--- WHAT IS ASKED ---
Go through the data below and copy it exactly, skipping every picture.

--- SOURCE RECORDS ---

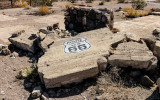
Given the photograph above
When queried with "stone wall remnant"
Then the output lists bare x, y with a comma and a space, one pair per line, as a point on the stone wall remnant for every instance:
133, 54
81, 19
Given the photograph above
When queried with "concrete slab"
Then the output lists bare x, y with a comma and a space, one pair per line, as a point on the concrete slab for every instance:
63, 64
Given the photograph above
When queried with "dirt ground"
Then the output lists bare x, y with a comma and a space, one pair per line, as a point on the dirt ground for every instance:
19, 18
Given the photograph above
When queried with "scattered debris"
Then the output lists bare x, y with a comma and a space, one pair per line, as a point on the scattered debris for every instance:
156, 50
81, 19
146, 81
158, 83
24, 73
81, 62
102, 63
37, 92
136, 55
25, 41
156, 31
45, 96
5, 52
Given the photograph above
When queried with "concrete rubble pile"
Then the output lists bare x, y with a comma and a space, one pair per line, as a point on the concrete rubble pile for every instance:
73, 59
81, 19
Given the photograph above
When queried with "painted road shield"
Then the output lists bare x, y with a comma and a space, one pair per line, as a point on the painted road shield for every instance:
76, 45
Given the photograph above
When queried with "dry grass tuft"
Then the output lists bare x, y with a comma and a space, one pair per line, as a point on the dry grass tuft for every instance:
43, 10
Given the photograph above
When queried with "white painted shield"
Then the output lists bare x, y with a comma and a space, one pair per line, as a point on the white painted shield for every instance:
76, 45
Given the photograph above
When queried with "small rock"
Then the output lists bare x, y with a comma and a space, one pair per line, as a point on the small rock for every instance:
5, 52
18, 33
102, 63
51, 93
146, 81
156, 31
45, 96
28, 85
56, 26
41, 36
3, 46
43, 31
49, 28
135, 74
36, 93
15, 54
2, 93
12, 56
158, 83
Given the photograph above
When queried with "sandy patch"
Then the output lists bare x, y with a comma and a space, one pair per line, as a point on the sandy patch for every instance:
6, 18
6, 32
141, 26
52, 19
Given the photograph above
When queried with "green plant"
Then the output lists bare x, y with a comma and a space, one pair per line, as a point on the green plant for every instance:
121, 1
139, 4
101, 3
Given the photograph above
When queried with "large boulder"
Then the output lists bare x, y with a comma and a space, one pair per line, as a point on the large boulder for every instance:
25, 41
73, 59
133, 54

--- TASK ANSWER ---
Given the photograph above
When queried with "stone wall remnant"
Then the output lists bare x, y with a comma and a space, one pair per line, as a point on the stone wall remnant for every instance:
133, 54
81, 19
Given the photograph above
When queried with "concrete slab"
Then the output lists bare x, y with a comma and a space, one pair per line, as a point on the concrete slab for every instance:
63, 64
Given the photograph above
When queried with "dirt ground"
Then the output lists bare x, y with a comma and a space, one pair per line, as a point on the dirt ground for every instance:
19, 18
Given the photograph above
When queried with "scattered debris"
Then the output lists bare x, y with a comma and a space, one pair per line, as a point on the scattered debris for every instance:
156, 50
81, 19
146, 81
158, 83
24, 73
81, 62
102, 63
37, 92
136, 55
25, 41
156, 31
45, 96
5, 52
Given the photograph above
When queried with "concrete rubble pile"
Then the output lists bare x, y with a comma and a space, one pair per line, as a point on the concrete rubble pile for every instance:
73, 59
81, 19
Given the photograph above
When queried with "painted road shield"
Then the output lists bare x, y with a comma and a space, one pair per line, as a point on the painted road shield for every instance:
76, 45
Given the photograph above
When queried with "dry grass tuft"
Then the output lists bare x, y with a comma and a space, one pair per line, as a point on the dry grass tuft for every instance:
43, 10
Given the photograph above
When queried with "white painted shield"
Then the output lists bare x, y with a comma and a space, one pair per line, as a point on the white painted shield for every instance:
76, 45
Given the photograph above
When queried with "small rock"
Then the output lists bare x, y with a comma and a space, one pair per line, as a point on the small rock for every instance:
5, 52
18, 33
102, 63
51, 93
146, 81
156, 31
45, 96
28, 85
56, 26
41, 36
3, 46
43, 31
49, 28
135, 74
36, 93
15, 54
2, 93
12, 56
158, 83
Given the photograph above
When queried with "sandy patch"
Then the output lists bare x, y with a comma and a space, one pair per line, as a point on the sandy patch for every instance:
6, 18
6, 32
141, 26
52, 19
Given the photograph above
When queried with "green plant"
Then the output lists bare x, y with a comma and a space, one pair per line, as a point on the green plant for every instance:
121, 1
139, 4
101, 3
Given the photograph above
When queried with "large boulder"
Then the output lists bare x, y with a comma and a space, one pair per line, as a point on the large boulder for every instance:
25, 41
73, 59
133, 54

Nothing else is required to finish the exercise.